# [Exercise description]
Copy word for word the part of the passage on disgust between "Some things automatically" and "by belief alone.", inclusive.
--- Page extract ---
DISGUSTING RESEARCHERS
The supernatural basis of alternative medicine sounds like the sort of mumbo-jumbo confined to the unenlightened dark ages of prescientific societies. But we should not be so quick to mock those who seek such treatments. The same laws of sympathetic magic are arguably part of daily life for all of us today, and no more so than in the peculiar human experience of disgust and our fears of contamination. Our contamination fears reflect our reluctance to come into physical contact with things that we find disgusting. We may be able to fight the urge and overcome our disgust, but it can operate at a gut level, making it difficult to control through reason.
Some things automatically trigger disgust and don’t have to be learned. Hydrogen sulphide, methane, cadaverine, and putrescine are four of the most revolting smells to the human nose. They can be found in various bodily excretions but are most concentrated in a decomposing corpse. When I trod on the stomach of that dead cat as a ten-year-old, it was this chemical cocktail that assaulted my senses. Everyone feels disgusted by the smell of putrefying bodies. However, other triggers of disgust are not so hardwired into our biology, and that is why disgust is so interesting to psychologists: sometimes it can be triggered by belief alone.
When we met Paul Rozin earlier, it was in the context of the killer’s cardigan, but this research stems from his work on the origins and development of human disgust. Rozin is one of the most disgusting researchers in the world. After reading about his studies, you would be very wary about stopping over for dinner at his place.44 For example, he measures how adults respond to various challenges that trigger the ‘yuck’ response. Could you drink out of a glass after it has been touched with a sterilized cockroach? Could you eat a delicious piece of chocolate fudge shaped like a dog turd? Would you slurp your favourite soup after it had been stirred with a brand-new fly swatter? Why does spitting on your own food make it disgusting despite the fact that you need saliva for digestion? As you would expect, people are disgusted at the prospect of most of these challenges, even though the actual risk of contamination is minimal or nonexistent in each situation.
--- Extracted information ---
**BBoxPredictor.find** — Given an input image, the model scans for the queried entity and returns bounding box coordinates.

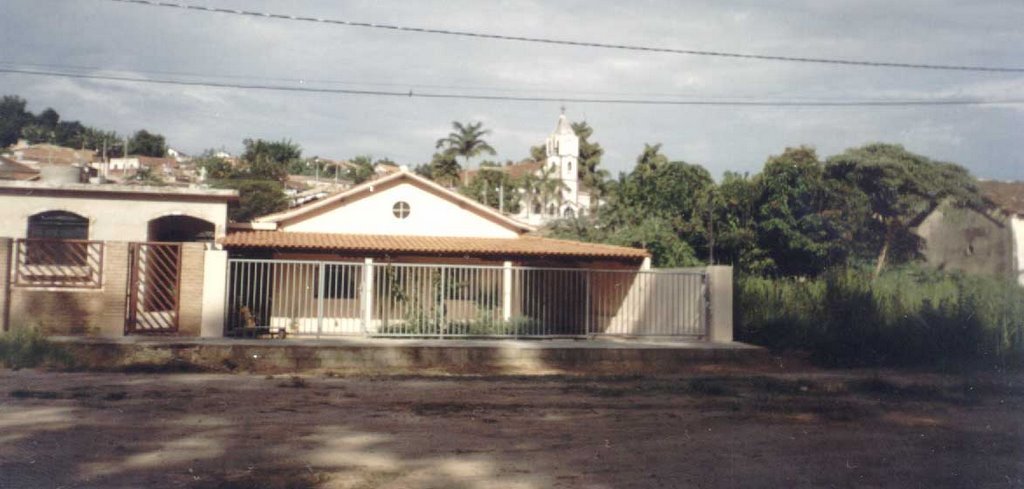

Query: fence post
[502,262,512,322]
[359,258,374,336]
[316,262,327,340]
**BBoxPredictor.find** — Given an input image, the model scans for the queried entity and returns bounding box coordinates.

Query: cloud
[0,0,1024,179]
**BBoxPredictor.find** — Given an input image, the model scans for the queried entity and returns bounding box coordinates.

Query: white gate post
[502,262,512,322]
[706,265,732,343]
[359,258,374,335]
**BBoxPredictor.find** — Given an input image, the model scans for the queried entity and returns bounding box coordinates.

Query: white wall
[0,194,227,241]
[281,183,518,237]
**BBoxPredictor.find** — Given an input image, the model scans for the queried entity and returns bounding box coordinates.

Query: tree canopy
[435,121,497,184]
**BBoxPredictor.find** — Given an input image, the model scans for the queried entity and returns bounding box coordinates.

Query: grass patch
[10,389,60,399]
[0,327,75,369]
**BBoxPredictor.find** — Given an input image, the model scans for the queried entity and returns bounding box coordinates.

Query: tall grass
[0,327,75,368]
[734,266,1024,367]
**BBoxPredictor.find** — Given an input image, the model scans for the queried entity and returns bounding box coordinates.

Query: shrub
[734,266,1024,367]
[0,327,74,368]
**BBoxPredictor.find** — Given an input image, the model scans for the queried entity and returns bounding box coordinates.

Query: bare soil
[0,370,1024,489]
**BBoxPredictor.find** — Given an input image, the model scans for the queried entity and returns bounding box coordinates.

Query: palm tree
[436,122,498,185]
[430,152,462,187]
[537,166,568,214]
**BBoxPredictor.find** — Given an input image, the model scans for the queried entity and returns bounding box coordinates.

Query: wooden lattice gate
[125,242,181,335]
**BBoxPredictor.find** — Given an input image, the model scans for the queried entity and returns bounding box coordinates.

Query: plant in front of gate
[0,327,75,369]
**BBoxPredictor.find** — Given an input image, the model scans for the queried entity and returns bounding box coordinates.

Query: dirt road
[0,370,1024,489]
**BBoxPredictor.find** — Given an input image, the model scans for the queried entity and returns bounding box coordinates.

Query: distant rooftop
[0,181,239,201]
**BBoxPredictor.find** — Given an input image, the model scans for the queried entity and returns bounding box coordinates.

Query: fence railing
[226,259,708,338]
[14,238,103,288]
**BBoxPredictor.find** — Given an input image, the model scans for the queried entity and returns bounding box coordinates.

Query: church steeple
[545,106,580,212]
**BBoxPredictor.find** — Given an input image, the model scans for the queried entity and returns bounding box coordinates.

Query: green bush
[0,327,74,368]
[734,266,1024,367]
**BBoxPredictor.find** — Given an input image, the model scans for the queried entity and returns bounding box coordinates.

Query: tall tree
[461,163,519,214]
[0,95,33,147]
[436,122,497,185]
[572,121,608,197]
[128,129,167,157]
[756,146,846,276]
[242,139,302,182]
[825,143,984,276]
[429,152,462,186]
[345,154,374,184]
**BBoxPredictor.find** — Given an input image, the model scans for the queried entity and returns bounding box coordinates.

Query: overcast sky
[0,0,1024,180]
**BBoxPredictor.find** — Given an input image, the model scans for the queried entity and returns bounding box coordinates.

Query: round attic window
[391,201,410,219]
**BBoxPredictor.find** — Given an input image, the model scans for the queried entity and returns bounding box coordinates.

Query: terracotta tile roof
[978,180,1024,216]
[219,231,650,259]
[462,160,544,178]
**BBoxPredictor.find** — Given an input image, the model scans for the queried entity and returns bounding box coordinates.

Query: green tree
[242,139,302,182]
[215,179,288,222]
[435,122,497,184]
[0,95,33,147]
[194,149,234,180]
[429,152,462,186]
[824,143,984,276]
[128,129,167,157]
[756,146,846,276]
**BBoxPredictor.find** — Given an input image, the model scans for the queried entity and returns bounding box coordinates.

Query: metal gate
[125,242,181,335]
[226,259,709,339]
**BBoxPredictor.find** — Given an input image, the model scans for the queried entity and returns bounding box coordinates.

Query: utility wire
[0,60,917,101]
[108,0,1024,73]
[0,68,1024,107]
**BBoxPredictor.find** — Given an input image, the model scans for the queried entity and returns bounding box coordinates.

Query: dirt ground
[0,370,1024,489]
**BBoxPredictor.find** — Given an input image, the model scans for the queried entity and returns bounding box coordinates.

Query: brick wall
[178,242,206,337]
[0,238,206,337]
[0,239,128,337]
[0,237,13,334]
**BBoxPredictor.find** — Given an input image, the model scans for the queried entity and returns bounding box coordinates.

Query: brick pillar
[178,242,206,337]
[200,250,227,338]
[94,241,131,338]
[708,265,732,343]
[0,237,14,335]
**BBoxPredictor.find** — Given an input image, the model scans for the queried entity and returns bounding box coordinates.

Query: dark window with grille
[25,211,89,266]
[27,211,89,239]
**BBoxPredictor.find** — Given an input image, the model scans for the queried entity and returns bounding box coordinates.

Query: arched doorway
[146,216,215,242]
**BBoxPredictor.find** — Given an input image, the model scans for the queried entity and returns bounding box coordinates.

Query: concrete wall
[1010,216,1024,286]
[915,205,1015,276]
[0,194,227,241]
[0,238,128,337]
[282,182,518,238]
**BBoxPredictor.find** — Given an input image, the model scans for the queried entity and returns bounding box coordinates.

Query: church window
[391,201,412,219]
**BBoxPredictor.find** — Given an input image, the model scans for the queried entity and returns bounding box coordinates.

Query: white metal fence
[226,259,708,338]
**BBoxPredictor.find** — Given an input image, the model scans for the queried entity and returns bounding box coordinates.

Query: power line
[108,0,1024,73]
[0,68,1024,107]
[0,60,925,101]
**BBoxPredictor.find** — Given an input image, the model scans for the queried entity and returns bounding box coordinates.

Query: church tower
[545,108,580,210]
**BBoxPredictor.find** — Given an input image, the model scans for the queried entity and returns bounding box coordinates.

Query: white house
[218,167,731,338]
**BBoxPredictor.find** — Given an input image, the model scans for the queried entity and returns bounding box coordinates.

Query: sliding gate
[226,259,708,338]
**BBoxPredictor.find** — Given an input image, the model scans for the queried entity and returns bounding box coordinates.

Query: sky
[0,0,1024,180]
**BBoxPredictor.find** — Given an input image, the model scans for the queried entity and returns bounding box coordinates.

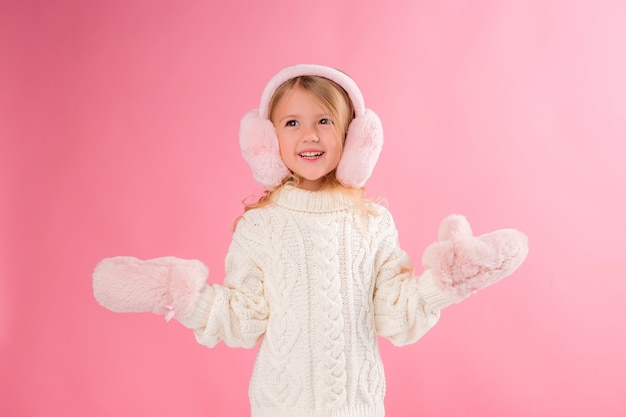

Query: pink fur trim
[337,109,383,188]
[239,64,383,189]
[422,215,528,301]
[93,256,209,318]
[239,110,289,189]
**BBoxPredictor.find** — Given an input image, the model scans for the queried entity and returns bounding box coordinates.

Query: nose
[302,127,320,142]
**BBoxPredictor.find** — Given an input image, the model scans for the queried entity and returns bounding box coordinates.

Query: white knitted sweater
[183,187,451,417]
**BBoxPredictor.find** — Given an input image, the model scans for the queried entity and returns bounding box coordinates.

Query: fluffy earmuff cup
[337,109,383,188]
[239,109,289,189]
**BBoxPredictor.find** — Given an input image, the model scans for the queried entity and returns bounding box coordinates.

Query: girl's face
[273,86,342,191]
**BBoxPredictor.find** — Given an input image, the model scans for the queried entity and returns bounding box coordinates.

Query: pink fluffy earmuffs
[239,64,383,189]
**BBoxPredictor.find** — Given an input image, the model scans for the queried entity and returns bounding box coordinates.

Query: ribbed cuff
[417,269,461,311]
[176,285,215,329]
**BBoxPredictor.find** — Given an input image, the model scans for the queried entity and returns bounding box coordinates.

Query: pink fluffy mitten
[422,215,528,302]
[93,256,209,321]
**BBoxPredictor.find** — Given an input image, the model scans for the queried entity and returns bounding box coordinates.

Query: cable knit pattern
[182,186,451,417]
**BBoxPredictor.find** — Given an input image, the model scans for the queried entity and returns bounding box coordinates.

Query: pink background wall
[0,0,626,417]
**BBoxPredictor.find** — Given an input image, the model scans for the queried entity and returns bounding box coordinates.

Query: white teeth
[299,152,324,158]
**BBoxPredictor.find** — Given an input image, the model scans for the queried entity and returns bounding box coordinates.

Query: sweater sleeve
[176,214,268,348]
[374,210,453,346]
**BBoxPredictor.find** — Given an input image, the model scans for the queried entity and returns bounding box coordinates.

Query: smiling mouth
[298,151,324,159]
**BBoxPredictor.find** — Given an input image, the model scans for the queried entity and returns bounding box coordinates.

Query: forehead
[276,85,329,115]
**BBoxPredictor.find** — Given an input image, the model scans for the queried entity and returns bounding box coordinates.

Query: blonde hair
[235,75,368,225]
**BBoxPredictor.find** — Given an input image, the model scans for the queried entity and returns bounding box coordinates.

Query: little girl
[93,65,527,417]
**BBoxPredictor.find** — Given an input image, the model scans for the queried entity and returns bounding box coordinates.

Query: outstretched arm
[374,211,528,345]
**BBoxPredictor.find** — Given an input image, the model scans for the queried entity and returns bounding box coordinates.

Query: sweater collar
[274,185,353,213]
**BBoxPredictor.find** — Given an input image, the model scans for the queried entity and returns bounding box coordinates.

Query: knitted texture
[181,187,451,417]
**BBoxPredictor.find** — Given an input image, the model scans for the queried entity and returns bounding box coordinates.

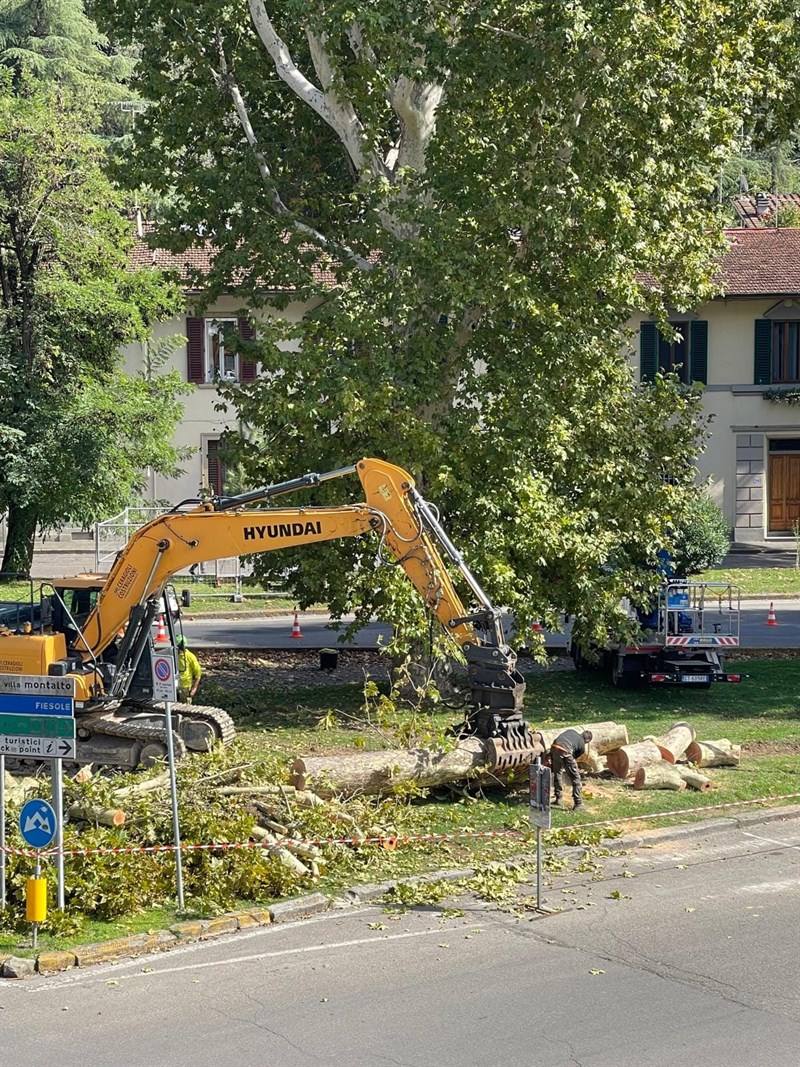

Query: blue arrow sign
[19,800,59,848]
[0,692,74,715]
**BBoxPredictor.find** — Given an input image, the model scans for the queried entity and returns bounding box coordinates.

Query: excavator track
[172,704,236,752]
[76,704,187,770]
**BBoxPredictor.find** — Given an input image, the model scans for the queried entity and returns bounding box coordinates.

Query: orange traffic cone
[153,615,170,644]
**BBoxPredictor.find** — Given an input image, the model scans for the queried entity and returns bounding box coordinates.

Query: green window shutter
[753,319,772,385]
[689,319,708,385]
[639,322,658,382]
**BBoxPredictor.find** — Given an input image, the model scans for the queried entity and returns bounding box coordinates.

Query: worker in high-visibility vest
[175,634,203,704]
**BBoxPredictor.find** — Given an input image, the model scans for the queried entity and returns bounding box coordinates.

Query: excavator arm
---
# [Exercise output]
Some things automatically trigger disgust and don’t have to be learned. Hydrogen sulphide, methane, cadaverine, and putrescine are four of the most revolting smells to the human nose. They can be found in various bodily excretions but are most concentrated in a decomposing corpse. When I trod on the stomach of that dead cat as a ten-year-old, it was this chemical cocktail that assaulted my senses. Everyone feels disgusted by the smell of putrefying bodies. However, other triggers of disgust are not so hardwired into our biology, and that is why disgust is so interesting to psychologists: sometimes it can be triggered by belief alone.